What to work on:
1. Find every line in the entries that contains the string "position", and copy each of those lines. The match is case-sensitive.
2. Continue the post about reading Kafka data with Spark streaming, starting after its last line.

Passage:

════════════════════

I am trying to consume some data from Kafka using spark streaming.
I have created 2 jobs,
consumeFirstStringMessageFrom(topic)
that gives topic expected values.
{
"data": {
"type": "SA_LIST",
"login": "username@mycompany.com",
"updateDate": "2020-09-09T14:58:39.775Z",
"content": [
{
"sku": "800633955",
"status": "ACTIVE",
"quantity": 1
}
],
"saCode": "E40056",
"clientId": "30179801688090",
"$setOnInsert": {
"__v": 0
}
},
"operation": "UPDATE",
"type": "List"
}
val df = spark.readStream
.format("kafka")
.option("kafka.bootstrap.servers", kafkaConfig.broker)
.option("subscribe", kafkaConfig.topic)
.option("startingOffsets", kafkaConfig.startingOffsets)
.load()
df.writeStream
.outputMode(OutputMode.Append())

════════════════════

Records provided:
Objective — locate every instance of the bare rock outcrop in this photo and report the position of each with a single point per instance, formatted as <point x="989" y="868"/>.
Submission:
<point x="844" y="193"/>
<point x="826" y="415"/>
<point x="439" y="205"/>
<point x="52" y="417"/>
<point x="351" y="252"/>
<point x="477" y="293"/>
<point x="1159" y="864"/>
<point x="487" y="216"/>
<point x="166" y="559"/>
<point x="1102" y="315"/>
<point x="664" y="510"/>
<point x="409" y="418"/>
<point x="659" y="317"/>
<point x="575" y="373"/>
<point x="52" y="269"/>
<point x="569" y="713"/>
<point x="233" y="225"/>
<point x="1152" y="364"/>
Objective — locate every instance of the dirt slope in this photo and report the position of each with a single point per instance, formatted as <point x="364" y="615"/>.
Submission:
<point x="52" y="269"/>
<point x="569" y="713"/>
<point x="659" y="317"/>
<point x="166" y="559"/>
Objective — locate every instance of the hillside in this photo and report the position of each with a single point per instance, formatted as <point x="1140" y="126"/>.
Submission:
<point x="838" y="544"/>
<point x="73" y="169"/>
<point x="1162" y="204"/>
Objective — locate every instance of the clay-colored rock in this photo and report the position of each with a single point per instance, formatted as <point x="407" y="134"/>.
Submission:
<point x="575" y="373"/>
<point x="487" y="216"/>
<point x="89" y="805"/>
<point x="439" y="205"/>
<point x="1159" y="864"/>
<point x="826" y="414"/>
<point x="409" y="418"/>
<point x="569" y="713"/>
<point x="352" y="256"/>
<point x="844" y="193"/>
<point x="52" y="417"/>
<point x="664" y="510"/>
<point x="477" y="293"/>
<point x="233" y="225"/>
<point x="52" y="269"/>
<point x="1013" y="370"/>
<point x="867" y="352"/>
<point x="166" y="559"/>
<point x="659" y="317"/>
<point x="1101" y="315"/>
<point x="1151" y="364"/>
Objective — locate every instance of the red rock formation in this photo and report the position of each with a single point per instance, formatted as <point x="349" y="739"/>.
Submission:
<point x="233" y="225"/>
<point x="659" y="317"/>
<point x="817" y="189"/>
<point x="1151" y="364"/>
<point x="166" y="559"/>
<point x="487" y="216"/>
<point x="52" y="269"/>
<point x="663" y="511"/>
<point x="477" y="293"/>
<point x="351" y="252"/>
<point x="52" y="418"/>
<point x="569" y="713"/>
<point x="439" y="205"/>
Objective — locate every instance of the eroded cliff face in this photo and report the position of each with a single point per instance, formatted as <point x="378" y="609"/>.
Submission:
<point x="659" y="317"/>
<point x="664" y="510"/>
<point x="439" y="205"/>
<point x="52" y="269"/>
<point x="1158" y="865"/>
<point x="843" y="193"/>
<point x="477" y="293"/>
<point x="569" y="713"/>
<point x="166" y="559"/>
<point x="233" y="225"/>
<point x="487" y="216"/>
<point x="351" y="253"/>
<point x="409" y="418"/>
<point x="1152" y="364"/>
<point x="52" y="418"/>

════════════════════

Answers for this exercise:
1.
Objective — locate every instance of the bare rock outcrop in this photo and report the position of each with a single point per instance, formatted as <point x="989" y="868"/>.
Objective — locate every instance of the dirt slope in this photo and report the position of each with a single point per instance, formatted as <point x="364" y="615"/>.
Objective — locate every instance of the hillside in this photo and report the position of each with a single point per instance, formatted as <point x="1140" y="126"/>.
Objective — locate every instance of the clay-colored rock in this photo and report the position of each with a single point per instance, formatted as <point x="407" y="134"/>.
Objective — locate every instance of the red rock formation in this photo and report the position of each with a single point per instance, formatted as <point x="349" y="739"/>.
Objective — locate every instance of the eroded cliff face in this photo and report the position of each with a single point per instance, formatted as <point x="378" y="609"/>.

2.
.format("console")
.option("truncate", false)
.trigger(Trigger.ProcessingTime("2 seconds"))
.start().awaitTermination()
It shows the following result
{
"key": "I4NTY4NV9MSVNUX1dJU0hMSVNUIg==",
"value": "eyJkYXRhIjp7InR5cGUiOiJXSVNITElTVCIsImxvZ2luIjoiZHJlYW1lcjJAeW9wbWFpbC5jb20iLCJ1cGRhdGVEYXRZSI6Ikxpc3QifQ==",
"topic": "PLP_GLOBAL_QA",
"partition": 0,
"offset": 1826,
"timestamp": "2020-09-10T16:09:08.606Z",
"timestampType": 0
}
It seems that it shows topic info (key, value, topic, partition, offset,...) Am I missing something?
I can add more info if needed.
The Spark Streaming jobs shows you the data in a serialized form whereas your Kafka Consumer already de-serialized it.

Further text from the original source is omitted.